## TASK DETAILS
Transcribe the records that follow in their entirety, omitting any pictures.

## STORED RECORDS
== == ==
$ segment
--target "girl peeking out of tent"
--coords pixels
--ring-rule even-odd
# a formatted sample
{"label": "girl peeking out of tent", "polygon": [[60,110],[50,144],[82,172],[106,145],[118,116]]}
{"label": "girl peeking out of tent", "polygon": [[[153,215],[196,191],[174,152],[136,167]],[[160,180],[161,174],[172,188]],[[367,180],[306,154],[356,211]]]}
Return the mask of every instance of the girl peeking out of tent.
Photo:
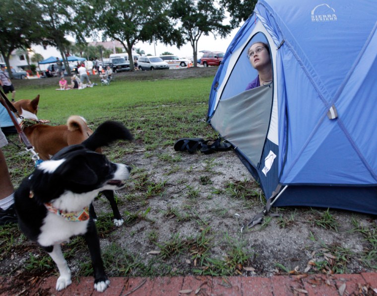
{"label": "girl peeking out of tent", "polygon": [[60,86],[60,89],[62,90],[69,89],[69,88],[68,87],[67,80],[64,79],[64,76],[63,75],[62,76],[60,80],[59,80],[59,86]]}
{"label": "girl peeking out of tent", "polygon": [[269,84],[272,81],[272,67],[268,45],[264,42],[255,42],[249,49],[248,53],[248,59],[258,71],[258,75],[248,84],[245,90]]}

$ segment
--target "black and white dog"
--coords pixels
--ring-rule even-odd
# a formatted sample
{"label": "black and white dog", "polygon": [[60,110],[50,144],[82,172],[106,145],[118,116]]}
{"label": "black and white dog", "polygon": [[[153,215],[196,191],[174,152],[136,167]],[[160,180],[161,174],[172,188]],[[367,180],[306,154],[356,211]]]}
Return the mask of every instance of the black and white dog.
{"label": "black and white dog", "polygon": [[81,144],[66,147],[41,163],[15,193],[20,228],[58,266],[58,291],[71,283],[60,244],[73,235],[83,235],[87,243],[94,271],[94,289],[102,292],[109,286],[89,207],[100,191],[122,188],[122,181],[128,178],[131,168],[111,162],[94,150],[116,140],[132,139],[122,124],[107,121]]}

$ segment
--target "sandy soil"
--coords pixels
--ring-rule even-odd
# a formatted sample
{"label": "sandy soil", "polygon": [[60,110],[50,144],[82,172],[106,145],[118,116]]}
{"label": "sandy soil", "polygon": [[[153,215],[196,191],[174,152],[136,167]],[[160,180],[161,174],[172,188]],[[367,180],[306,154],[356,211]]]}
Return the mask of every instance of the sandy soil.
{"label": "sandy soil", "polygon": [[[175,79],[214,75],[216,70],[209,67],[117,75],[127,79]],[[40,83],[50,85],[57,81],[46,78]],[[32,82],[18,81],[14,84],[17,87]],[[172,160],[175,158],[178,160]],[[264,224],[241,232],[242,225],[262,210],[263,201],[257,185],[233,150],[190,154],[176,152],[170,147],[158,148],[151,153],[146,153],[142,145],[136,144],[133,152],[123,160],[135,167],[126,188],[118,192],[120,212],[126,222],[119,228],[112,228],[110,235],[102,235],[101,244],[105,252],[116,244],[130,254],[132,264],[140,263],[129,274],[188,275],[195,270],[205,270],[205,264],[194,259],[202,257],[198,257],[193,249],[161,258],[162,248],[156,244],[166,246],[175,237],[188,244],[190,239],[202,233],[210,238],[208,253],[202,255],[206,258],[226,262],[235,246],[250,255],[243,266],[236,268],[235,274],[270,276],[288,271],[348,273],[376,270],[376,255],[369,261],[365,260],[372,245],[360,231],[353,230],[353,221],[356,221],[359,229],[363,227],[376,233],[375,217],[330,210],[329,214],[337,225],[335,230],[318,222],[323,219],[325,209],[274,209],[281,218],[265,220]],[[145,181],[141,184],[143,178]],[[153,189],[148,196],[151,187]],[[243,197],[243,193],[247,194]],[[108,214],[107,217],[111,217],[107,201],[96,200],[95,208],[99,216]],[[130,214],[135,214],[132,219]],[[99,229],[100,234],[104,231]],[[84,254],[79,252],[70,258],[73,273],[79,269],[77,262],[81,260],[80,256],[86,256]],[[23,273],[22,265],[28,257],[15,250],[12,258],[2,260],[0,274]],[[116,265],[108,266],[109,276],[120,275]]]}

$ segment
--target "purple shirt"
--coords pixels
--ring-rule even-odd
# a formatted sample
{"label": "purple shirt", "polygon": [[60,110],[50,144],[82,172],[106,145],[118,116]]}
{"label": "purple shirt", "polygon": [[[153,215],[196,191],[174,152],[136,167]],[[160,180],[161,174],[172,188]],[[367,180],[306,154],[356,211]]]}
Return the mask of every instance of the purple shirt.
{"label": "purple shirt", "polygon": [[255,87],[257,87],[258,86],[260,86],[260,83],[259,82],[259,75],[258,75],[254,80],[253,80],[251,82],[248,84],[248,86],[246,86],[246,89],[245,89],[245,90],[251,89],[251,88],[255,88]]}

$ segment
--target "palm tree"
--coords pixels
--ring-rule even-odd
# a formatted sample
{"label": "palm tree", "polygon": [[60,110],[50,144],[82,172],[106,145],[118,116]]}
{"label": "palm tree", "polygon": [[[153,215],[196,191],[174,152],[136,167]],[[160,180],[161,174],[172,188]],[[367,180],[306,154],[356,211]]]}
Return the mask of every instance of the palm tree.
{"label": "palm tree", "polygon": [[142,56],[143,55],[145,54],[145,52],[141,48],[136,48],[135,50],[135,52],[136,52],[136,53],[137,54],[140,55],[140,56]]}
{"label": "palm tree", "polygon": [[34,55],[31,57],[31,61],[33,63],[38,63],[38,68],[39,68],[39,62],[44,60],[44,58],[43,58],[43,56],[41,54],[34,54]]}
== == ==
## THE REPLY
$ segment
--target "girl peeking out of tent"
--coords pixels
--ring-rule even-odd
# a formatted sample
{"label": "girl peeking out of tent", "polygon": [[60,110],[50,144],[82,172],[106,145],[118,116]]}
{"label": "girl peeking out of tent", "polygon": [[[153,215],[196,191],[174,152],[136,167]],[[160,180],[161,174],[172,188]],[[367,180],[306,154],[356,211]]]}
Return the mask of every instance of the girl peeking out of tent.
Photo:
{"label": "girl peeking out of tent", "polygon": [[60,86],[60,89],[62,90],[69,89],[69,88],[68,87],[67,80],[64,79],[64,76],[63,75],[62,76],[60,80],[59,80],[59,86]]}
{"label": "girl peeking out of tent", "polygon": [[269,84],[272,81],[272,67],[268,45],[264,42],[255,42],[249,49],[248,53],[248,59],[258,71],[258,75],[248,84],[245,90]]}

$ segment
--target "black and white dog"
--coords pixels
--ring-rule even-odd
# a formatted sample
{"label": "black and white dog", "polygon": [[60,110],[50,144],[82,172],[106,145],[118,116]]}
{"label": "black and white dog", "polygon": [[[153,215],[196,191],[174,152],[136,167]],[[160,180],[161,174],[172,188]],[[367,180],[306,154],[356,211]]]}
Return the mask of every instance of the black and white dog.
{"label": "black and white dog", "polygon": [[81,144],[66,147],[41,163],[15,193],[20,228],[58,266],[58,291],[71,283],[60,244],[73,235],[83,235],[87,243],[94,271],[94,289],[102,292],[109,286],[89,207],[100,191],[122,188],[122,181],[128,178],[131,168],[111,162],[94,150],[116,140],[132,139],[122,124],[107,121]]}

$ segment
--target "sandy soil"
--coords pixels
--ring-rule even-odd
# a formatted sample
{"label": "sandy soil", "polygon": [[60,110],[50,144],[82,172],[106,145],[118,116]]}
{"label": "sandy soil", "polygon": [[[153,215],[196,191],[174,152],[136,167]],[[160,180],[161,174],[172,188]],[[367,180],[306,154],[356,211]]]}
Return the mask of every instance of the sandy soil.
{"label": "sandy soil", "polygon": [[[175,79],[214,75],[216,70],[209,67],[117,75],[127,79]],[[40,83],[50,85],[57,81],[46,78]],[[32,82],[18,81],[14,84],[17,87]],[[172,160],[175,158],[178,160]],[[264,224],[241,232],[242,225],[262,210],[263,201],[257,185],[233,150],[190,154],[176,152],[170,147],[158,148],[151,153],[146,153],[142,145],[136,144],[133,152],[123,160],[135,167],[126,188],[118,192],[120,212],[126,222],[119,228],[112,228],[110,235],[102,235],[101,244],[105,252],[116,244],[130,254],[132,264],[140,263],[129,274],[188,275],[195,270],[205,270],[205,264],[194,259],[202,257],[198,257],[193,249],[161,258],[162,248],[156,244],[166,246],[175,237],[188,244],[190,239],[202,233],[210,238],[208,253],[202,255],[206,258],[226,262],[235,246],[250,255],[243,266],[236,268],[235,274],[270,276],[288,271],[348,273],[376,270],[376,255],[369,261],[365,260],[372,245],[360,231],[353,230],[353,221],[356,221],[359,229],[363,227],[376,233],[375,217],[330,210],[329,214],[337,225],[335,230],[318,222],[323,219],[325,209],[274,209],[281,218],[265,220]],[[145,181],[141,184],[143,178]],[[153,189],[148,196],[151,187]],[[243,197],[243,193],[247,194]],[[108,214],[107,217],[111,217],[107,201],[96,200],[95,208],[99,216]],[[130,214],[135,214],[132,219]],[[99,229],[100,234],[104,231]],[[84,254],[79,252],[70,258],[73,273],[79,269],[77,262],[81,260],[80,256],[86,256]],[[23,273],[22,265],[28,257],[15,250],[12,258],[2,260],[0,274]],[[116,265],[108,266],[109,276],[120,275]]]}

$ segment
--target "purple shirt"
--coords pixels
--ring-rule even-odd
# a formatted sample
{"label": "purple shirt", "polygon": [[60,110],[50,144],[82,172],[106,145],[118,116]]}
{"label": "purple shirt", "polygon": [[[153,215],[196,191],[174,152],[136,167]],[[160,180],[161,174],[172,188]],[[367,180],[306,154],[356,211]]]}
Return the mask of every instance of the purple shirt.
{"label": "purple shirt", "polygon": [[255,87],[257,87],[258,86],[260,86],[260,83],[259,82],[259,75],[258,75],[254,80],[253,80],[251,82],[248,84],[248,86],[246,86],[246,89],[245,89],[245,90],[251,89],[251,88],[255,88]]}

$ segment
--target "palm tree"
--coords pixels
--ring-rule even-odd
# a formatted sample
{"label": "palm tree", "polygon": [[60,110],[50,144],[82,172],[106,145],[118,116]]}
{"label": "palm tree", "polygon": [[[153,215],[196,191],[174,152],[136,167]],[[160,180],[161,174],[172,188]],[[367,180],[306,154],[356,211]]]}
Return the mask of every instance of the palm tree.
{"label": "palm tree", "polygon": [[142,56],[143,55],[145,54],[145,52],[141,48],[136,48],[135,50],[135,52],[136,52],[136,53],[137,54],[140,55],[140,56]]}
{"label": "palm tree", "polygon": [[34,55],[31,57],[31,61],[33,63],[38,63],[38,68],[39,68],[39,62],[44,60],[44,58],[43,58],[43,56],[41,54],[34,54]]}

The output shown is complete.